▶ **Extract to read**:
===

Sunshine Act Meetings

    Notice is hereby given, pursuant to the provisions of the 
Government in the Sunshine Act, Public Law 94-409, that the Securities 
and Exchange Commission will hold the following meetings during the 
week of April 4, 2005:
    A closed meeting will be held on Tuesday, April 5, 2005, at 2 p.m., 
and an open meeting will be held on Wednesday, April 6, 2005, at 10 
a.m. in Room 1C30.
    Commissioners, Counsel to the Commissioners, the Secretary to the 
Commission, and recording secretaries will attend the closed meeting. 
Certain staff members who have an interest in the matters may also be 
present.
    The General Counsel of the Commission, or his designee, has 
certified that, in his opinion, one or more of the exemptions set forth 
in 5 U.S.C. 552b(c)(3), (5), (7), (9)(B), and (10) and 17 CFR 
200.402(a)(3), (5), (7), 9(ii) and (10), permit consideration of the 
scheduled matters at the closed meeting.

===

▶ **Data supplied**:

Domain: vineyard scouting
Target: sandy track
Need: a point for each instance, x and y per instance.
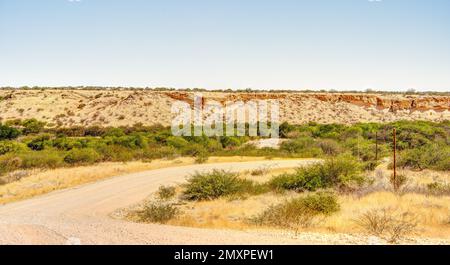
(81, 215)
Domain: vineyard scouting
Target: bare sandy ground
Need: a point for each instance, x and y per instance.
(126, 107)
(82, 215)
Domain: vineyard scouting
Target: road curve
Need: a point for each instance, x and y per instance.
(81, 215)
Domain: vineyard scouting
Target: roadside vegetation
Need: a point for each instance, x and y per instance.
(351, 190)
(28, 144)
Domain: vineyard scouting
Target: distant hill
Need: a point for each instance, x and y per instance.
(70, 107)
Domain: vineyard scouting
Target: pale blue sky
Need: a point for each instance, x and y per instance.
(261, 44)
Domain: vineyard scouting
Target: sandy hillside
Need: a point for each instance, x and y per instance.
(127, 107)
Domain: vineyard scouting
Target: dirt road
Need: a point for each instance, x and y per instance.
(81, 215)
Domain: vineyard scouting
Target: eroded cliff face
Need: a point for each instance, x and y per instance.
(391, 102)
(127, 107)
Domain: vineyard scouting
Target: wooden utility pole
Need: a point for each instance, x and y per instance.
(376, 146)
(395, 159)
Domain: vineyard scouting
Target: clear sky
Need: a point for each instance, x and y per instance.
(219, 44)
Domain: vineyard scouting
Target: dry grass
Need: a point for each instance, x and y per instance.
(43, 181)
(430, 212)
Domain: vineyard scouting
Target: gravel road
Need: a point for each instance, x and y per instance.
(81, 215)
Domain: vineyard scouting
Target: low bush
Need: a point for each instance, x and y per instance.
(329, 147)
(215, 184)
(82, 156)
(8, 133)
(300, 212)
(39, 143)
(426, 157)
(158, 212)
(9, 147)
(166, 193)
(388, 223)
(41, 159)
(439, 188)
(341, 172)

===

▶ **Short task**:
Carry the Sunshine Act meeting notice forward from its last sentence. The records have no connection to the Sunshine Act meeting notice.

▶ **Response**:
    Commissioner Atkins, as duty officer, voted to consider the items 
listed for the closed meeting in closed session and that no earlier 
notice thereof was possible.
    The subject matter of the closed meeting scheduled for Tuesday, 
April 5, 2005, will be:
    Formal orders of investigations;
    Institution and settlement of injunctive actions;
    Institution and settlement of administrative proceedings of an 
enforcement nature; and an
    Adjudicatory matter.
    The subject matter of the open meeting scheduled for Wednesday, 
April 6, 2005, will be:
    1. The Commission will consider a recommendation regarding the 
application of the Investment Advisers Act of 1940 to certain broker-
dealers. (See Advisers Act Release No. 1845, Advisers Act Release No. 
2278, Advisers Act Release No. 2339, and Advisers Act Release No. 
2340).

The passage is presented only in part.